- Exercise directions -
Can you rewrite the lines below, starting at the beginning of the rows and ending at the line that contains "top-left (236, 516), bottom-right (1339, 892)" (both included), as a Markdown table with the columns Index and Text? Give each line's row number under Index and the line under Text, and leave out blank lines.

- Material provided -
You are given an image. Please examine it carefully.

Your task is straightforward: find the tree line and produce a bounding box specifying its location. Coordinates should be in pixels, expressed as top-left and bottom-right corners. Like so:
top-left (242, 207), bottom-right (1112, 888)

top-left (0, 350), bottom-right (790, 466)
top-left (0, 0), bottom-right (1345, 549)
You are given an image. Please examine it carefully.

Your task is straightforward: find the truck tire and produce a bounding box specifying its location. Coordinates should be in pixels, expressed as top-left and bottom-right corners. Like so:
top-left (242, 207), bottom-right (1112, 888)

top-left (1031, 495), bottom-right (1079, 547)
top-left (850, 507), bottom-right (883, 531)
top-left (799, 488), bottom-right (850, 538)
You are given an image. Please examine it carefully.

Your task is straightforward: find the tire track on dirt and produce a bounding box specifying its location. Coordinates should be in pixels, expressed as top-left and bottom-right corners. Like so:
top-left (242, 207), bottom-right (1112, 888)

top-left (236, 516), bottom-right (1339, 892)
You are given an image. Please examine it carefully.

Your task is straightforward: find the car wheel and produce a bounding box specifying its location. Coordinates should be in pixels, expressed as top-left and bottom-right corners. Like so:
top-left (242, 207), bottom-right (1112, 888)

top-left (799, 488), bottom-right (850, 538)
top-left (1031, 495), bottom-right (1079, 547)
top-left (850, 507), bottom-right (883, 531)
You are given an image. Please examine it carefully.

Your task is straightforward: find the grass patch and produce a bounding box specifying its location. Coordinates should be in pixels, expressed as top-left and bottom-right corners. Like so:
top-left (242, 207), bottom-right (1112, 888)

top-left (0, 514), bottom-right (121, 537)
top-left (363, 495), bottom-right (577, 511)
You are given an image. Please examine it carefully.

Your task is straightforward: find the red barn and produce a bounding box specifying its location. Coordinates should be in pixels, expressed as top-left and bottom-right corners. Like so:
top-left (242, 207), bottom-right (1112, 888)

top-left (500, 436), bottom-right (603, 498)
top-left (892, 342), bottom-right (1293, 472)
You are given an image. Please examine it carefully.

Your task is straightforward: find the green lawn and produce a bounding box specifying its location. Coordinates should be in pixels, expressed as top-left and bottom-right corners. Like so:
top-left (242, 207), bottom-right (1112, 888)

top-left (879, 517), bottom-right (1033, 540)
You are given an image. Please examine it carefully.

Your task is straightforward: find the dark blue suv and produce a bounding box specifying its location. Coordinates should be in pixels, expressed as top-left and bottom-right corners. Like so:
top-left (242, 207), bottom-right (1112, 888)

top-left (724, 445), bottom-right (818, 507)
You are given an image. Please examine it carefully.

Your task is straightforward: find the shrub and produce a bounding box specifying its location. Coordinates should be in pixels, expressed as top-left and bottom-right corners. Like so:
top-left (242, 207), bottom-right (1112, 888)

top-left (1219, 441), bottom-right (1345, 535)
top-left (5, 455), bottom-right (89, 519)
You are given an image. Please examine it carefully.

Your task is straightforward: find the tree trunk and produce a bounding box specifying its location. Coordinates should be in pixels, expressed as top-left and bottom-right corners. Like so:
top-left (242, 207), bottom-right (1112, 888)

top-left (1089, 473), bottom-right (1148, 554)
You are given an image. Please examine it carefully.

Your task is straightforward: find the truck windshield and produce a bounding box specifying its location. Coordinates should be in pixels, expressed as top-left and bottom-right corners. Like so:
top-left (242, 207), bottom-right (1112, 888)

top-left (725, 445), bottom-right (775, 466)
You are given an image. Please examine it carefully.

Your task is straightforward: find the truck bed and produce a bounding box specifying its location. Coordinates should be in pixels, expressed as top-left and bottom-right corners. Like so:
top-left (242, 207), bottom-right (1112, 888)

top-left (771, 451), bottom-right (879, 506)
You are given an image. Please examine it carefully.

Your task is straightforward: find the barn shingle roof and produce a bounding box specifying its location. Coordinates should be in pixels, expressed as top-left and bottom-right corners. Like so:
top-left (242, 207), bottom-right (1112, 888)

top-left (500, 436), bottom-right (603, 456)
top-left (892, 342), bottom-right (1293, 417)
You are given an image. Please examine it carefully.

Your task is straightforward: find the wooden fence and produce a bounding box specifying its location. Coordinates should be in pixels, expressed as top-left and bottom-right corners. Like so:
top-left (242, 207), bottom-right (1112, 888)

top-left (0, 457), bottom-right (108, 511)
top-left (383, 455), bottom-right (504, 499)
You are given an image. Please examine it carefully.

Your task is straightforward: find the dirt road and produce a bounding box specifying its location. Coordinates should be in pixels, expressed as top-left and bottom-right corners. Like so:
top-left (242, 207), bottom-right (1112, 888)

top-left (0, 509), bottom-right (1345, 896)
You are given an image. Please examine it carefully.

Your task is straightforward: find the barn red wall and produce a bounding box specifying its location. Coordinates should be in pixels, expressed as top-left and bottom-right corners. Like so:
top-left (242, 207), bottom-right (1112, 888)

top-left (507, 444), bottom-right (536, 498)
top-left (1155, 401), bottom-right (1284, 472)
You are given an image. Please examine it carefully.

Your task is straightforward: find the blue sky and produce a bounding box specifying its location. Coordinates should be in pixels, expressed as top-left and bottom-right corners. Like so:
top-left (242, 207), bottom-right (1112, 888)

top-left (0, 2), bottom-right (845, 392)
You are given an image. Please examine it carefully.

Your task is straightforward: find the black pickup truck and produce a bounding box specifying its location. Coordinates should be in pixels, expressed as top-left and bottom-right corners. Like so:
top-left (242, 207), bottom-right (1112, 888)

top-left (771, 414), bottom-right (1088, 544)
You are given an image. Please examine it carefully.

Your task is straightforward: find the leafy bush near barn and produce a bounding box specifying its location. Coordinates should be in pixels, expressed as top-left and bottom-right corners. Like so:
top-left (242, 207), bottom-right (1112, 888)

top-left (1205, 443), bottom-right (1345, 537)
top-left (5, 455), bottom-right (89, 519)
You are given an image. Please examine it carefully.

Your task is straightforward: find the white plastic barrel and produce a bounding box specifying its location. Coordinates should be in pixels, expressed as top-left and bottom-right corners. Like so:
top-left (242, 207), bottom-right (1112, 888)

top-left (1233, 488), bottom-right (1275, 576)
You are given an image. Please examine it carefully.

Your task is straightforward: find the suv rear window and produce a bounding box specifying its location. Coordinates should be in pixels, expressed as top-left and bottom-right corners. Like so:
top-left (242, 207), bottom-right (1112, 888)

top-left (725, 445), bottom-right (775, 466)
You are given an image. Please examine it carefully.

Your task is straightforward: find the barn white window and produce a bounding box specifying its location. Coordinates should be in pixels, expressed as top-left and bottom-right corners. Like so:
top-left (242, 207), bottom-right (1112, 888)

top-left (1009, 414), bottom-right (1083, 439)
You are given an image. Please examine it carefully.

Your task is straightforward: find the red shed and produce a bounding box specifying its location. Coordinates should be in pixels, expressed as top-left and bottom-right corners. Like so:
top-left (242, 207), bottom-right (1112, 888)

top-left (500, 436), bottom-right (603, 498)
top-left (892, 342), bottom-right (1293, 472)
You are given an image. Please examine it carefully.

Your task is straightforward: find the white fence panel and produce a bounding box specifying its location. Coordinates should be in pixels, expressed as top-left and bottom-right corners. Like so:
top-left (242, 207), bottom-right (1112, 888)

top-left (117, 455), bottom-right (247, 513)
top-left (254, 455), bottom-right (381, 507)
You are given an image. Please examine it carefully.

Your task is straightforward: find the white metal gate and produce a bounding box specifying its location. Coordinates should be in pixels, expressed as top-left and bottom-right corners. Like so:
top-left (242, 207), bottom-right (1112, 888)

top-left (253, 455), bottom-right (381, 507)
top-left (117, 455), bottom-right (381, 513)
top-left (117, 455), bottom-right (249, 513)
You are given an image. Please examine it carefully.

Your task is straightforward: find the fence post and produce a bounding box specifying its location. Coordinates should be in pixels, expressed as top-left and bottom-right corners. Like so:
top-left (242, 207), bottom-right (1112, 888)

- Exercise response -
| Index | Text |
|---|---|
| 1 | You are given an image. Please examine it carefully. |
| 2 | Your task is straightforward: find the tree line and produce a bounding box specifying its location. Coordinates should be in pixels, expressed as top-left and bottom-right corners. Like so: |
| 3 | top-left (242, 207), bottom-right (1112, 888) |
| 4 | top-left (0, 350), bottom-right (790, 466) |
| 5 | top-left (0, 0), bottom-right (1345, 549) |
| 6 | You are given an image. Please examine it carefully. |
| 7 | Your task is straightforward: find the truck tire and produce a bounding box specifying its location. Coordinates should be in pixels, expressed as top-left and bottom-right corners. Like so: |
| 8 | top-left (242, 207), bottom-right (1112, 888) |
| 9 | top-left (1031, 495), bottom-right (1079, 547) |
| 10 | top-left (850, 507), bottom-right (883, 531) |
| 11 | top-left (799, 488), bottom-right (850, 538) |
| 12 | You are given an image. Please examine it carefully. |
| 13 | Your task is straightforward: find the tire track on dirt and produce a bounding box specifying its location. Coordinates should be in pixels, expressed as top-left and bottom-right corners. Like so: |
| 14 | top-left (242, 207), bottom-right (1112, 888) |
| 15 | top-left (236, 516), bottom-right (1339, 892) |